■ PROMPT:
Scan the listing below. Copy each line that contains "photo".

■ SUPPLIED DATA:
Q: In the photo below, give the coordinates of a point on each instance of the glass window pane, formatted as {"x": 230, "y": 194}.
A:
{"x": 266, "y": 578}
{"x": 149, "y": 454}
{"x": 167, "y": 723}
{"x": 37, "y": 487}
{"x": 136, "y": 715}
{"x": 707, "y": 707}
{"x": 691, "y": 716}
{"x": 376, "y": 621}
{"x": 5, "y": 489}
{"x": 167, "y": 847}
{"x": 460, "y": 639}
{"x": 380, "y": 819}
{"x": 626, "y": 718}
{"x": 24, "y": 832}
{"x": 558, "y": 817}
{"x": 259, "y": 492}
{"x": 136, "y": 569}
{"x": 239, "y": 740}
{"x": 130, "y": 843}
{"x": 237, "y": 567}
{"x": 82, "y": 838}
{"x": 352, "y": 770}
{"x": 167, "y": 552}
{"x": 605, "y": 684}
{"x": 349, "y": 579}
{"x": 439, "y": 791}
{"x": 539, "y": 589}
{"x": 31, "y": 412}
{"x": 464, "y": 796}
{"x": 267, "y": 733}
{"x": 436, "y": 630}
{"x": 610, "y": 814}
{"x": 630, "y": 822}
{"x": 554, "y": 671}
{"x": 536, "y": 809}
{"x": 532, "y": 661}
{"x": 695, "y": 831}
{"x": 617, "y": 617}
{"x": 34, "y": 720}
--
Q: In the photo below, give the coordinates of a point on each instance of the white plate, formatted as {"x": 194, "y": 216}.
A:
==
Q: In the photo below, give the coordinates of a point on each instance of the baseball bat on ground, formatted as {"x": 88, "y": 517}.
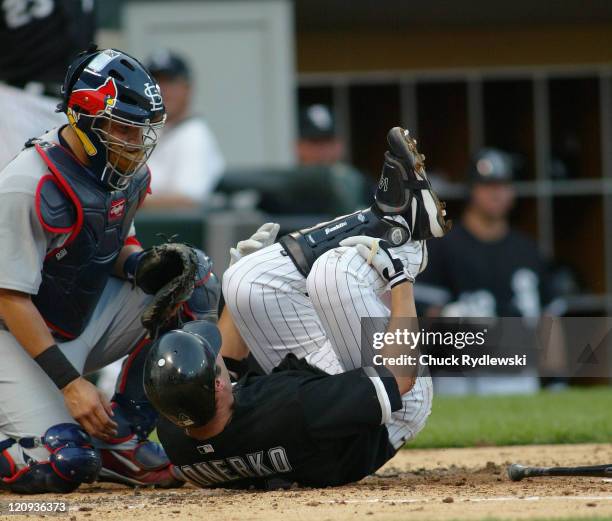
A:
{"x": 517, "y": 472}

■ ANSWER TO THIS TASK:
Q: In the photo below, give the coordinates of a point on each instance of the glass window pane, formatted as {"x": 230, "y": 194}.
Q: In the photo below, give the coordinates of a point on each instance of the white plate, formatted as {"x": 194, "y": 216}.
Q: In the photo below, give the coordinates of a point on each instance of the baseball bat on ground, formatted as {"x": 88, "y": 517}.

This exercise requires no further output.